Problem details:
Write the next part of the article below on class and infighting in China's Communist Party, starting right after its last sentence.

According to Yang, “there is no longer any social mobility. Basically, all the jobs are reserved for the children of Party or government officials, who are better educated. For the generation born since the reforms, you could say that social class is being perpetuated: children of officials become officials; the children of the rich become rich, the children of the poor stay poor.” This may seem commonplace in the West, but, in a country that claims to be built on “the power of the people” and “socialism” (albeit Chinese-style), many feel it is intolerable.

The “princelings” (taizi dang) — children of senior Party figures and heroes of the Revolution — occupy positions at the heart of the Party apparatus (about 25% of current members of the Politburo), and especially at the head of major public and semi-public companies. They compete with the “youth leaguers” (tuanpai) — people from more modest backgrounds who started their careers in the Communist Youth League  — such as China’s current president Hu Jintao and his prime minister Wen Jiabao. Future president Xi Jinping, son of Zhou Enlai’s former right-hand man, is a “princeling”; Li Keqiang, expected to be the next prime minister, is a “youth leaguer”.

Settling differences

Is there a class struggle within the Party? Though some believe there is, the divides do not seem to bear any relation to the backgrounds of the leaders. Before being ousted from public office, Bo Xilai, CPC committee secretary for the city-province of Chongqing (population 32.6 million) and son of one of the early leaders of the revolution, was a champion of the rights of migrant workers and the enemy of property developers, but also advocated trials that showed little regard for human rights. Wang Yang, CPC committee secretary for Guangdong Province, where major exporters are based, was not born with a silver hammer and sickle in his mouth. He has made himself a prophet of economic liberalism, while preaching political opening-up and public liberties. This shows how difficult it is to analyse Chinese society on the basis of western political concepts — reformers versus conservatives, right versus left — even if some (including both Mao Zedong nostalgics and intellectuals who defend social rights) like to call themselves the “new left”.

Differences can be settled with (symbolic) violence, as in the Bo affair. After gaining a reputation as an enemy of corruption, Bo was himself accused of corruption and Maoist nostalgia and removed from office. According to China’s prime minister Wen Jiabao, “The risk of a return to the Cultural Revolution is a real one.”

This official version is often questioned in private. When the Party brings the charges — rather than an independent legal system — it is hard to disentangle truth from falsehood. But corruption runs so deep in Chinese life that it is not implausible that the boss of Chongqing should have replaced officials with his own supporters. He made “red songs” fashionable again, but to claim that he wanted to return to the worst excesses of Maoism and the Red Guards is a big step. Yan Lieshan, an editor-in-chief of the Guangdong-based newspaper Nanfang Zhoumo (Southern Weekend) said: “It doesn’t make sense. Some of the things he did may recall the Cultural Revolution, but the people have learned; they are better informed, more open-minded. We won’t be going back to those times.”

Dataset excerpt:
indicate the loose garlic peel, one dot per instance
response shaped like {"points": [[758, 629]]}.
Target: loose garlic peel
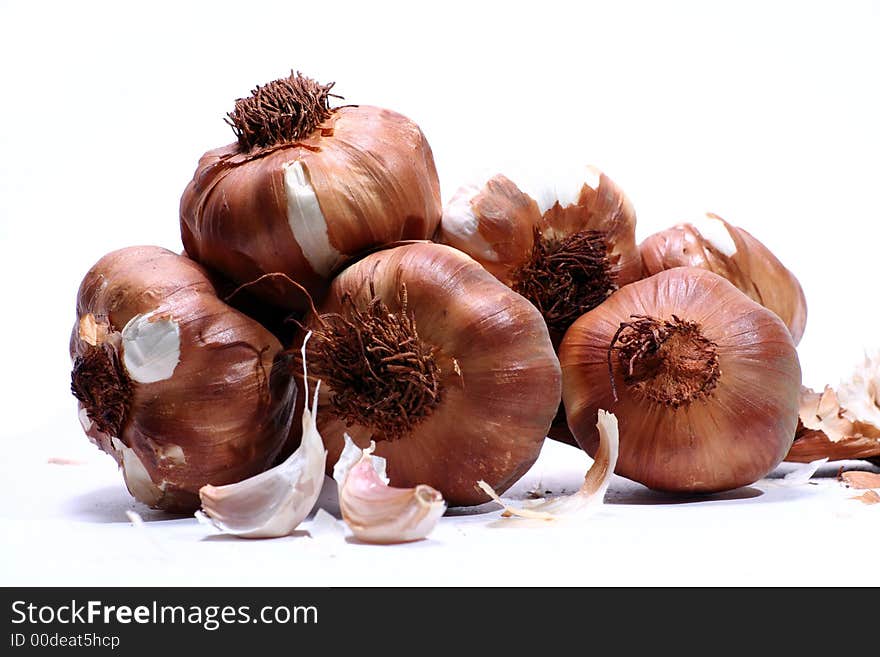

Response:
Feng Yuan, an architectural historian at Sun Yat-sen University specialising in the Cultural Revolution, was born in 1964, during the Maoist madness: “Some of the older generation may be given to nostalgia. But their numbers are negligible. Among young people, references to Mao reflect two things: dissatisfaction with no outlet for expression and no resolution, coupled with a belief that society at the time was more egalitarian and less harsh; and an insufficiently critical assessment of that period.” The official verdict on Mao Zedong and his regime is “70% good, 30% bad”, and critical studies are not easily accepted. Two of Feng’s articles on that period, published in a book of his lectures, have been banned. He insists on rigorous historical research, free from ideological manipulation, even in a good cause.

The Bo Xilai scandal would not have turned out as it did if China had freedom of debate and if currents of opinion were recognised, as Hu Jintao promised at the start of his second term as president. That promise was forgotten, but the ideological standoff within the state apparatus could still explode: it turns on the role of the state (and of the Party), and the content of social and political reforms (see Party rivals dispute change).

And what of Chinese-style market socialism? The official pamphlet “How much do you know about the Communist Party of China?” describes it as a creative application of socialism as created by Marx and Engels and states that the design of the system is that of a Marxism under development. No Communist will admit to this fossilised way of thinking, but the problem remains. He Gaochao, an expert on industrial relations who works in Guangzhou and lectures New York, admits that “there is really very little difference between American capitalism and Chinese capitalism,” but says that, in China, “a real effort is being made to improve the lives of workers and peasant farmers — it’s congenital.” There is no sign that this is true, and it’s a bit too simple as a definition of socialism. (This may explain China’s efforts to promote an alternative ideology: Confucianism.)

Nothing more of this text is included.